- Document section -
──────

The Gift Tax Introduction and Its Benefits
My favorite benefit I would like to introduce is the gift tax rule. The gift tax is a type of federal tax to be paid to the government while transferring money or property from one person to another without any profits or less than the total value of the gift encountered (“Gift Tax”). The gift tax is paid only if the gift’s price per recipient exceeds $15,000 per year or $11.7 million during the lifetime. Starting with 2022, this amount has changed to $16,000 and $12.06 million, respectively. Only the donor pays this type of tax, and the receiver does not usually pay any taxes unless the gift brings any revenue to the receiver in the future or there is a special arrangement between the donor and the receiver. The gift may come in the form of any real estate property or money and is considered a gift only if the donor receives no full value of the gift in return.

──────

- Supplied information -

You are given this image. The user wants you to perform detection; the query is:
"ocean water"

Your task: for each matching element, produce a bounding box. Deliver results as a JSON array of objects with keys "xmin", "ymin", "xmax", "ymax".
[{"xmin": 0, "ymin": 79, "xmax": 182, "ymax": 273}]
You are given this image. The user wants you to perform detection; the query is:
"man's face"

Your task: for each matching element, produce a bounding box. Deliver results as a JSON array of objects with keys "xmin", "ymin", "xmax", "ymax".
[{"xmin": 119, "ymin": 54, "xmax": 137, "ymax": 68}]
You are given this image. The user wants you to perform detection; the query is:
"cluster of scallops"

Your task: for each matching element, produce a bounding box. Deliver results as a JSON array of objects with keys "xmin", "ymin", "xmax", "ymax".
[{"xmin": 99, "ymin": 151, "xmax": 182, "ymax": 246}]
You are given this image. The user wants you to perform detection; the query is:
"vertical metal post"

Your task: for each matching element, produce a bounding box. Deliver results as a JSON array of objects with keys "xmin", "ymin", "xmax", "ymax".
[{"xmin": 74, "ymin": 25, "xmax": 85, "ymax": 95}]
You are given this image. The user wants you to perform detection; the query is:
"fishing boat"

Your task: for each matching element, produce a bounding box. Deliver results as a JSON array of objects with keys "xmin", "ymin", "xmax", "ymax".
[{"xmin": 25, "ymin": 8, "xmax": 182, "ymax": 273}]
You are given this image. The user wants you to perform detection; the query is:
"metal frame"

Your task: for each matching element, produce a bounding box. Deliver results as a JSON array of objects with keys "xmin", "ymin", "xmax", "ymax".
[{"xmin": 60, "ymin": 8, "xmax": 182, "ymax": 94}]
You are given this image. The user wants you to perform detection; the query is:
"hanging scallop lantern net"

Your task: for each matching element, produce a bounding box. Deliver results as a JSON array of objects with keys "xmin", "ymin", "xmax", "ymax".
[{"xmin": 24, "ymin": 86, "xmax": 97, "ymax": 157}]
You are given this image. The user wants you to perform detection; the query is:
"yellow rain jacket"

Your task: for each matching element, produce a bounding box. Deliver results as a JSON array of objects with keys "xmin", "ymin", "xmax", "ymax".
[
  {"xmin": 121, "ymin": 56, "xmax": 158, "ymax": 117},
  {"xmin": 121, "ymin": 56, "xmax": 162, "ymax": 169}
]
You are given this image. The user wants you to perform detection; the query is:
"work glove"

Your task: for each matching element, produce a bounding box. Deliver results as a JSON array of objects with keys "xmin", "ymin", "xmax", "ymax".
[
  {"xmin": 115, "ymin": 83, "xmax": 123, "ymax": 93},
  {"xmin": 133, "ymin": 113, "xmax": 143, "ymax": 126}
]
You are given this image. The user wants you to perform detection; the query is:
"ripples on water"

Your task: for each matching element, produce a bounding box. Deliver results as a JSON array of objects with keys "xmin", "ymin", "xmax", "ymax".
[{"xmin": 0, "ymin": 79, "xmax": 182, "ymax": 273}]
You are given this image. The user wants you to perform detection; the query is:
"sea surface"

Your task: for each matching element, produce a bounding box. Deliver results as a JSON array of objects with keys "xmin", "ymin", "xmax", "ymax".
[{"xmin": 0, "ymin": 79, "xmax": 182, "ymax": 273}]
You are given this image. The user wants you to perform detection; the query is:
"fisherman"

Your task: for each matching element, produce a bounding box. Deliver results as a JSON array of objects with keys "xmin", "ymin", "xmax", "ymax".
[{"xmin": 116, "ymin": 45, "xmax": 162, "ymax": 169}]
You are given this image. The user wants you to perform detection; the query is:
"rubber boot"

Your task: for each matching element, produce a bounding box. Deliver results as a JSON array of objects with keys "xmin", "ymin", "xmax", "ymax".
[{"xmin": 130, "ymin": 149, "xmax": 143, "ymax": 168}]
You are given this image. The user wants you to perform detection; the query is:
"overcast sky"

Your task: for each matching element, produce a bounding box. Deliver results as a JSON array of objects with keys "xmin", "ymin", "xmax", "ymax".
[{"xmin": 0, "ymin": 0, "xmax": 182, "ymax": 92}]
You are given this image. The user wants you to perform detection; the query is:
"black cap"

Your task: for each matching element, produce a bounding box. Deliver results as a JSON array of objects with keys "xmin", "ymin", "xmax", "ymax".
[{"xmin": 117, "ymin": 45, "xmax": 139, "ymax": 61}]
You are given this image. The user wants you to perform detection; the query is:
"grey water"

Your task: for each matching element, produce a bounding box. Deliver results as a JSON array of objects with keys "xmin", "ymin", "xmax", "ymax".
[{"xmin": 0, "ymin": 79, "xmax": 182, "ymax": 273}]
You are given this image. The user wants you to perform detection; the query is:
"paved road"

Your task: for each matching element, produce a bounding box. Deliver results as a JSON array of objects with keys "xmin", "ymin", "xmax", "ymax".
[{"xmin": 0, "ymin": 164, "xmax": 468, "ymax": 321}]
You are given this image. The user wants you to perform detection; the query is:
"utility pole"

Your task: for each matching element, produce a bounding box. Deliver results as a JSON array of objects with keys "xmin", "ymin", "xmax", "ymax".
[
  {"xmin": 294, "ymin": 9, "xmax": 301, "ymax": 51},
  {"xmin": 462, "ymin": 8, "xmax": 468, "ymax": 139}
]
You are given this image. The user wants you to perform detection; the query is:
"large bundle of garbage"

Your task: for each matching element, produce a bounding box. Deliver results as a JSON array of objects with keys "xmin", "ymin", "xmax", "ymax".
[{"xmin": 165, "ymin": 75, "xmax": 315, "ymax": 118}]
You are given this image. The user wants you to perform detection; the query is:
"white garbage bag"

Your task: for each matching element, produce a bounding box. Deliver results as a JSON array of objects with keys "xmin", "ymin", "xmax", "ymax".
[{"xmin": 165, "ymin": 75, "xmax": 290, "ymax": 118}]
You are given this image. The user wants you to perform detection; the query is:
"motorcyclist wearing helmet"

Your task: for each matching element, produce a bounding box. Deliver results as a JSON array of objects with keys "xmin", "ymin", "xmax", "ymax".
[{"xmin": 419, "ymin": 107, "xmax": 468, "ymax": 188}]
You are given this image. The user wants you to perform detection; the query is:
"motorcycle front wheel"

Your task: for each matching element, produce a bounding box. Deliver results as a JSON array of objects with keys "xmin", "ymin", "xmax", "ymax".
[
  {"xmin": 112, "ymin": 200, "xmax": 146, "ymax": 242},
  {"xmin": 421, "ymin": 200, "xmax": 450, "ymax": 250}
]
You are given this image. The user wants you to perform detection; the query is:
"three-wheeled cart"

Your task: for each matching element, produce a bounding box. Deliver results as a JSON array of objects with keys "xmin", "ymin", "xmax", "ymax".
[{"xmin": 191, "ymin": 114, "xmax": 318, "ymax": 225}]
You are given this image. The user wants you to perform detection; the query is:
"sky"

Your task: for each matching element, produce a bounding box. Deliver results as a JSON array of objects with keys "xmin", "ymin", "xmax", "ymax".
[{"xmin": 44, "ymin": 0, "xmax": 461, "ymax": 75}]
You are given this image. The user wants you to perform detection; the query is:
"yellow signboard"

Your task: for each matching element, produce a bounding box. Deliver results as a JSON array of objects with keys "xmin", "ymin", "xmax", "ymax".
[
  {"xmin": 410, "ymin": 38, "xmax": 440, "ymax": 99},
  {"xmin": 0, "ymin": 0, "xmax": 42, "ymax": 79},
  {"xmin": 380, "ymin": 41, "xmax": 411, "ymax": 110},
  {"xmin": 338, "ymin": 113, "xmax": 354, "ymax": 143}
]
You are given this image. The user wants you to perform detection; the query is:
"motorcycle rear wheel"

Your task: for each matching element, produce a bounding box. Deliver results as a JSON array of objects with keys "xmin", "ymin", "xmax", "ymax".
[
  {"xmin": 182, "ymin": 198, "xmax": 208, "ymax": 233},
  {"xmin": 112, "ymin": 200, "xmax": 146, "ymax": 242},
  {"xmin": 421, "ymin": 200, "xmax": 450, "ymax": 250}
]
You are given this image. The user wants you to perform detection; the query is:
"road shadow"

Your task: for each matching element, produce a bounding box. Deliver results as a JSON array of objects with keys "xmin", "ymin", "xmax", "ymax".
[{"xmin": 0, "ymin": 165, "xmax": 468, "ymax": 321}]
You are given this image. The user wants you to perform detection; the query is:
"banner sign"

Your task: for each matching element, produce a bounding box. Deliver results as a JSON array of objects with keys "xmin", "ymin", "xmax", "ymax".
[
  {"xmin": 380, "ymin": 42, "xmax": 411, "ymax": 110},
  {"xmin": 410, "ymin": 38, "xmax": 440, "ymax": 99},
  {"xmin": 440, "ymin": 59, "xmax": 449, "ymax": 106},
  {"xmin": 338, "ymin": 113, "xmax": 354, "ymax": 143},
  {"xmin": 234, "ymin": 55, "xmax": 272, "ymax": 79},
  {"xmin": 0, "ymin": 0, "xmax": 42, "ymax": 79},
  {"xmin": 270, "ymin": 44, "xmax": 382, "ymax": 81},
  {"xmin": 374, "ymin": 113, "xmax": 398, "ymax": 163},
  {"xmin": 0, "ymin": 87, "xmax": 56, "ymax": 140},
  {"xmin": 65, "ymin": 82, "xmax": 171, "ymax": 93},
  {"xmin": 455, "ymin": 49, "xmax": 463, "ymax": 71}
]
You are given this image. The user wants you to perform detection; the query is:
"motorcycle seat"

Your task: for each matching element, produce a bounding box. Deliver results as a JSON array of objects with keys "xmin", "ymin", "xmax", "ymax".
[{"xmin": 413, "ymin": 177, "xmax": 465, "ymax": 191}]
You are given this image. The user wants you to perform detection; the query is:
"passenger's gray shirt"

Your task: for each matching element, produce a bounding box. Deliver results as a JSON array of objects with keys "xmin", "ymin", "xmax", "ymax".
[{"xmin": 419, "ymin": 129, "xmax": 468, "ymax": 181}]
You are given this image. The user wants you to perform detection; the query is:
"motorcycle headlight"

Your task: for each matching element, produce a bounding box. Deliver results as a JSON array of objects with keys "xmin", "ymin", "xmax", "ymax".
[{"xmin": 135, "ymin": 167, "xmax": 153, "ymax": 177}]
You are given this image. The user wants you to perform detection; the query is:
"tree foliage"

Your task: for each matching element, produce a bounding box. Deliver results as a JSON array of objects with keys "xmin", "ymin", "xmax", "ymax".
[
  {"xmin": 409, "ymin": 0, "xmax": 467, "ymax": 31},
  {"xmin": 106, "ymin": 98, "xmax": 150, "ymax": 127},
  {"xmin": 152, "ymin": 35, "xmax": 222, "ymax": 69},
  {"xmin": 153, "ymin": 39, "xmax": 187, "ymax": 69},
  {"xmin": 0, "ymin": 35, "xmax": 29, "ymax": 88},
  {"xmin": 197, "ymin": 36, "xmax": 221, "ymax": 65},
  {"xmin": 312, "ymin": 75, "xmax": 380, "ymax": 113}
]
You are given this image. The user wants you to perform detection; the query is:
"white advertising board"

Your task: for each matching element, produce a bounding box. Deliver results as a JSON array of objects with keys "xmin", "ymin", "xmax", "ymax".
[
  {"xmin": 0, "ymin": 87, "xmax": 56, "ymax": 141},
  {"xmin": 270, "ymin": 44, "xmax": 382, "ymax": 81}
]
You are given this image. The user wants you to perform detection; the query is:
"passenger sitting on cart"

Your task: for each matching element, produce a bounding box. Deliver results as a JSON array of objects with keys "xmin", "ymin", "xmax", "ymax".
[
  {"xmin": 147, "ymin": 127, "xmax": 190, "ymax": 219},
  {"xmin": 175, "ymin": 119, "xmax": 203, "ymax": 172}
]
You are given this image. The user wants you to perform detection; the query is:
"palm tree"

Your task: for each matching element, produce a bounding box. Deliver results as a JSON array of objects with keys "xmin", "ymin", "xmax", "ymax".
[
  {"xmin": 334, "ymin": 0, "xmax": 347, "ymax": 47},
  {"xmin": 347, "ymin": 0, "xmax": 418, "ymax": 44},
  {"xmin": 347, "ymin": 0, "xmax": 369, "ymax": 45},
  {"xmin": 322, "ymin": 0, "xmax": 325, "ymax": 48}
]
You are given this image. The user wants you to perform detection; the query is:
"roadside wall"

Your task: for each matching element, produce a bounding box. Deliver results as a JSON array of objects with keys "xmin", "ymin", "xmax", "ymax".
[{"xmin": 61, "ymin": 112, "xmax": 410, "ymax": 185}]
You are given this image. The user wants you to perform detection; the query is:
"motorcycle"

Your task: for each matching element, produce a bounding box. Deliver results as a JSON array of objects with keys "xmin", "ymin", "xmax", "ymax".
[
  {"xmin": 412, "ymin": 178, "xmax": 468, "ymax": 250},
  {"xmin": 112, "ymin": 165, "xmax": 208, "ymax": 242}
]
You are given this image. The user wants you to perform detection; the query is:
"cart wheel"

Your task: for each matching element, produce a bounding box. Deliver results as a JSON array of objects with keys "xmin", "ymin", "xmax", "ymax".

──────

- Tasks to carry out -
a - Rewrite the paragraph of the gift tax text beginning "My favorite benefit I would like to introduce" as a short bulleted list that keeps its main facts.
b - Show every line of the rows that contains the string "yellow". Case counts.
The gift tax text and the rows come from separate, unrelated sources.

- Answers in order -
a -
- The gift tax is a federal tax paid to the government when money or property passes from one person to another without profit, or for less than the gift's total value.
- It applies only when the gift exceeds $15,000 per recipient per year or $11.7 million over a lifetime. From 2022 these limits are $16,000 and $12.06 million.
- Only the donor pays it. The receiver usually pays no tax unless the gift later brings them revenue or the donor and receiver have a special arrangement.
- A gift may be real estate or money. It counts as a gift only if the donor receives no full value for it in return.

b -
"yellow rain jacket"
"yellow signboard"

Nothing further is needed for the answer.